It’s still a charmingly idiosyncratic building, even those strange steps to the B floor toilet. Not sure I was ever in the drill hall itself, back in the day. One thing I am appreciating now that we’ve moved in is that any of us can use any of the rooms in any part of the building. Back then we largely stuck to our own lab, with occasional trips to Bob’s office (2.C13), and the common room (I’m trying to remember exactly where that was, perhaps 1.B09?), and I remember getting plenty of chat with the techies in the ground floor workshop where the meeting rooms now are.
Looking around the neighbourhood, I see Rudi’s is still selling sandwiches and Sandy Bell’s, Doctor’s, Cappadocia and Mum’s all survive. Tunisia’s Uncle T has been replaced by Kurdistan’s Urban Genius, there’s a Japanese place where the Italian one used to be and we have swapped Starbucks for BarBurrito.
Some personal memories of that time that have stayed with me, not all about the building of course:
~ A few weeks after starting, up in the D floor lab having to field a phonecall (remember those?) in French, which I didn’t speak, from someone senior in the European Commission. Intended, of course, for my distinguished namesake, then on leave from the University as an MEP. Call passed to second line support, in this case the Law School.

■ ■ ■

Answer these from the passage above about the old building:
(a) What room number was Bob's office?
(b) Which place took over from Uncle T?
(c) Who got the phone call in French after it was passed on?

■ ■ ■

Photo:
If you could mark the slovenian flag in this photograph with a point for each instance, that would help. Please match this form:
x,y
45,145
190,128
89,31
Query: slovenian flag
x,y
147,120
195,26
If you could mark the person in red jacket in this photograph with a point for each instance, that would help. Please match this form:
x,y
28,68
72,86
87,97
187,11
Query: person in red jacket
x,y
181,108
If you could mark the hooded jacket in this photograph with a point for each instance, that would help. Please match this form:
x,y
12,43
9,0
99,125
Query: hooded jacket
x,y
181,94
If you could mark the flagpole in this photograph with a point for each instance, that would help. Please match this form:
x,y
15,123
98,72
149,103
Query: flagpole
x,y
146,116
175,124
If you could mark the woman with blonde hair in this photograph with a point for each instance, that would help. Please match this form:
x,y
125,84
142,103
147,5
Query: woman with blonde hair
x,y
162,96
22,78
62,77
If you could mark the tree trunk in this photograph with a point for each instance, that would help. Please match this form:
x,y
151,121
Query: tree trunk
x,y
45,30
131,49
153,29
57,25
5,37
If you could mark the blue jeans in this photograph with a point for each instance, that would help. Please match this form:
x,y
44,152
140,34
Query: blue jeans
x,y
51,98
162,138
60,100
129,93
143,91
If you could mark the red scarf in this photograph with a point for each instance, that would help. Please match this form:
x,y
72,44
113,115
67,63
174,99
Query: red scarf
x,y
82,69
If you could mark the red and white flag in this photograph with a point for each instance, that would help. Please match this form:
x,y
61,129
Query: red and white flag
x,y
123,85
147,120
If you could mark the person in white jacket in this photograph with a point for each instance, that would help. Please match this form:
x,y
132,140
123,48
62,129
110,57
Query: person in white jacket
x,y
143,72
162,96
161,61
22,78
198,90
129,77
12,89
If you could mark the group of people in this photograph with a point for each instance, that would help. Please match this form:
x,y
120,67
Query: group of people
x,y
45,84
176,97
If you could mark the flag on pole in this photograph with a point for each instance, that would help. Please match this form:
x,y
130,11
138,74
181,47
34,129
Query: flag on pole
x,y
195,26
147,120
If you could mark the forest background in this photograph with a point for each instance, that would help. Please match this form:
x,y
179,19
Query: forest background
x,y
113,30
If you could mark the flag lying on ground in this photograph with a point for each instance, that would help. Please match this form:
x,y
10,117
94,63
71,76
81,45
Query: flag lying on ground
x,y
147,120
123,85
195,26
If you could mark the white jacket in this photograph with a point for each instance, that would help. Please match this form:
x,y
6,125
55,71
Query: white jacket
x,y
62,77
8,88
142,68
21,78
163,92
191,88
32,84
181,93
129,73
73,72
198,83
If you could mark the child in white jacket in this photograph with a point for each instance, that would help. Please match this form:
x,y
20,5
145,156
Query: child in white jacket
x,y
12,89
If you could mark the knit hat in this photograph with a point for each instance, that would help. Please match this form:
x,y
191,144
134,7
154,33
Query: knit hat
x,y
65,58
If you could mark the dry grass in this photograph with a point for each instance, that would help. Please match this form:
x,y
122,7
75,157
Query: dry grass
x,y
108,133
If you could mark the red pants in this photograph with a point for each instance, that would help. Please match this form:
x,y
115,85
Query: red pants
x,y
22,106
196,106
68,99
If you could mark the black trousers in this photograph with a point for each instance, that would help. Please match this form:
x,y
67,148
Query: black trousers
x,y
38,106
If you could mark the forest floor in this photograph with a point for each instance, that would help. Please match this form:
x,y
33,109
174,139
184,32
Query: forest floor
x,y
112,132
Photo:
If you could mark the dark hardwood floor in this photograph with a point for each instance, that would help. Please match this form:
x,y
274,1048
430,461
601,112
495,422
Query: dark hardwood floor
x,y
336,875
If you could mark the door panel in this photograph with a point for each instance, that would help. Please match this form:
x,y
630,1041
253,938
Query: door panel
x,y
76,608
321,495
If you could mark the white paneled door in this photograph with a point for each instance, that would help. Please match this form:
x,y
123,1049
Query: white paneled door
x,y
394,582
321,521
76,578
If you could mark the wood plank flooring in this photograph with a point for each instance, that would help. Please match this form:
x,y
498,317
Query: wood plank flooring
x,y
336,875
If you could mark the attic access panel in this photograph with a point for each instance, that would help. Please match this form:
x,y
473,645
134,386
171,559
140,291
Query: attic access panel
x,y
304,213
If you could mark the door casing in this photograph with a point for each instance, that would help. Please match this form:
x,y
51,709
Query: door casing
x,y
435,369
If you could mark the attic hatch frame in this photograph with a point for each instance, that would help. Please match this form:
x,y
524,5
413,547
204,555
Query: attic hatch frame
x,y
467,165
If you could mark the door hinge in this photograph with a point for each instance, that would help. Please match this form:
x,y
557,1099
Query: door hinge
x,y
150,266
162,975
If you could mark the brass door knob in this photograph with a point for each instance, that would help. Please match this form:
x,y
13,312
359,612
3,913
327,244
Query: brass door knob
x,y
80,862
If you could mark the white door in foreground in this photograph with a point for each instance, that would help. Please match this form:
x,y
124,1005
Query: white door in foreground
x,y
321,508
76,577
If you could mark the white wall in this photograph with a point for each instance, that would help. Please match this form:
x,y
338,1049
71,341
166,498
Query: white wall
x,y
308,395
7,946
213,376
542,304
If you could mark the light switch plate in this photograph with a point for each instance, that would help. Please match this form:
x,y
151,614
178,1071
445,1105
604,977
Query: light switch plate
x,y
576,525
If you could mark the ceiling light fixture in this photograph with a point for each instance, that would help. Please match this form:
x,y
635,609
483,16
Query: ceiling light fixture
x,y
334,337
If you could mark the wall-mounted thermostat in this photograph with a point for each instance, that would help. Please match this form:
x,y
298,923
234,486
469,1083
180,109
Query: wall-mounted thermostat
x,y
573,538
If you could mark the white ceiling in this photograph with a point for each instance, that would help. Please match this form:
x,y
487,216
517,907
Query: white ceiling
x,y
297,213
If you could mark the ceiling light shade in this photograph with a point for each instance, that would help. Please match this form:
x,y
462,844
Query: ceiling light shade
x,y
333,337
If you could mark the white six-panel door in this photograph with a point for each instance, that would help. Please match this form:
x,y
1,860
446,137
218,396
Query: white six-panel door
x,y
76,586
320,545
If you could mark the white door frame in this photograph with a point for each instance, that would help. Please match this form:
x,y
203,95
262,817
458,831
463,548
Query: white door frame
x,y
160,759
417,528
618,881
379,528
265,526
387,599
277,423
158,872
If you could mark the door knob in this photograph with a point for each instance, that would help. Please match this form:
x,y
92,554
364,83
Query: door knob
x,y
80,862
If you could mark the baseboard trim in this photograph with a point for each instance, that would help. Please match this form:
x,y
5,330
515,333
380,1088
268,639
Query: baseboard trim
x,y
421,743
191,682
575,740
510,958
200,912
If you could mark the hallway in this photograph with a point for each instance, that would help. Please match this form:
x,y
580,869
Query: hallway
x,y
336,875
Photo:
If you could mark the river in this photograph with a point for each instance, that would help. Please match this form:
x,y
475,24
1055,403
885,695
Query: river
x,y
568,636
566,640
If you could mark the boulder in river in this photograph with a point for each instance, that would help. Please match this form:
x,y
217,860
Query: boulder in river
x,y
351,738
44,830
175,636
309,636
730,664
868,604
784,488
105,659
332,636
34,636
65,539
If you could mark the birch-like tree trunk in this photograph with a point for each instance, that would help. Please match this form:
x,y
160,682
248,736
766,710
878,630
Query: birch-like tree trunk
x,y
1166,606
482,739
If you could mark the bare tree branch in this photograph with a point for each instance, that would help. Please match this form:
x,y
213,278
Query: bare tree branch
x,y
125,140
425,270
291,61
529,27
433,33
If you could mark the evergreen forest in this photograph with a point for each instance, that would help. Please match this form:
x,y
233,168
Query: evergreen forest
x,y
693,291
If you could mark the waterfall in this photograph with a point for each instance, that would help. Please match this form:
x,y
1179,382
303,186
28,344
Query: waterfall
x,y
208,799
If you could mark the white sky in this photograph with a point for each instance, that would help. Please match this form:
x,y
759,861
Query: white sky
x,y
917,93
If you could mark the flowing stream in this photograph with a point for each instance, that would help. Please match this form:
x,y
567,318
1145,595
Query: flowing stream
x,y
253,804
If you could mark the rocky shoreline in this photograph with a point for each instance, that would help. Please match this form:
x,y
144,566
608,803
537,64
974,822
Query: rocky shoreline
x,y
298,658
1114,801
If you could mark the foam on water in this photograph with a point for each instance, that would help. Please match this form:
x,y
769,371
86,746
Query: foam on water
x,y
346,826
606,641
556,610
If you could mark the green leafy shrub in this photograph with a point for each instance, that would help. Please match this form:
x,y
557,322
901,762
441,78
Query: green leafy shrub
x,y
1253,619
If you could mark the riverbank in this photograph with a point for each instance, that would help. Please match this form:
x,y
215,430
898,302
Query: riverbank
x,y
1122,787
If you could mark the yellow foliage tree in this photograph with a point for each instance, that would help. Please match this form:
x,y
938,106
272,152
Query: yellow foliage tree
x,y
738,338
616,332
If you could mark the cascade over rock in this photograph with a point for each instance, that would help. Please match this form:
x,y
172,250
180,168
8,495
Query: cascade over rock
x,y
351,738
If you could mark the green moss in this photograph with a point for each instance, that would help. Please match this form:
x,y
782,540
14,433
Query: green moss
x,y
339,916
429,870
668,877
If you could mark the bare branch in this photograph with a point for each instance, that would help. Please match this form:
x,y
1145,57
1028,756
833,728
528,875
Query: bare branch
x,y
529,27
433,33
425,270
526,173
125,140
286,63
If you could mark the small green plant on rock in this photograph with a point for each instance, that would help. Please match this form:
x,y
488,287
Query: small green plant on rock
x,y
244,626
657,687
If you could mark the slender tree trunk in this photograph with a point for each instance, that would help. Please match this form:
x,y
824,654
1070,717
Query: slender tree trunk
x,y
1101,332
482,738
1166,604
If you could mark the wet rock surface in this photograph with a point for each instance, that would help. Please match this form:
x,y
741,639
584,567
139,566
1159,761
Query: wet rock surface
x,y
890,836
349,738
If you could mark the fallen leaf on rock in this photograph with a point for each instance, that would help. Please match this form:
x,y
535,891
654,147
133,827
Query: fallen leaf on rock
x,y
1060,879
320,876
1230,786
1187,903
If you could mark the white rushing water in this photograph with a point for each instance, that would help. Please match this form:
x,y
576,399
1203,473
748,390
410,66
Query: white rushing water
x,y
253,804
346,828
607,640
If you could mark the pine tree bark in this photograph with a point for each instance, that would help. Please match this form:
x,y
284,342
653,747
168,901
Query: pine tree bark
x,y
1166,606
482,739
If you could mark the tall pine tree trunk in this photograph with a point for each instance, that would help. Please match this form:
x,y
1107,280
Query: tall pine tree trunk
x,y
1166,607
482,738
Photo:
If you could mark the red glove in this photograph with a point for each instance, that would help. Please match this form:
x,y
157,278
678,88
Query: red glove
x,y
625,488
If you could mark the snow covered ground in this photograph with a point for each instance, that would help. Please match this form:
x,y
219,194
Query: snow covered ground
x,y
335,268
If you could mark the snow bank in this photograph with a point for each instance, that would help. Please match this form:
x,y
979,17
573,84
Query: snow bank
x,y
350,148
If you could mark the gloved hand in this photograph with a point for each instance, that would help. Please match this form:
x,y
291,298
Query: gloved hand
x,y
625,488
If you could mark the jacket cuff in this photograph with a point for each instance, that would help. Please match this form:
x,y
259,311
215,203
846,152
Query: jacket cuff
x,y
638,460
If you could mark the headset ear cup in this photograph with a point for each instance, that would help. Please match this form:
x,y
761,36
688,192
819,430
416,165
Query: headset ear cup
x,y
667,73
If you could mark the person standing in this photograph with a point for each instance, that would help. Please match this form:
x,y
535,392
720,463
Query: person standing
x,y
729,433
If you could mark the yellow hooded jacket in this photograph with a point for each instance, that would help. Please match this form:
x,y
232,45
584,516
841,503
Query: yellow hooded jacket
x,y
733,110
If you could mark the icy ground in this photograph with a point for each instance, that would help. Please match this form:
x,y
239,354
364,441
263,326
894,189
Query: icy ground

■ ■ ■

> Answer for this exercise
(a) 2.C13
(b) Urban Genius
(c) The Law School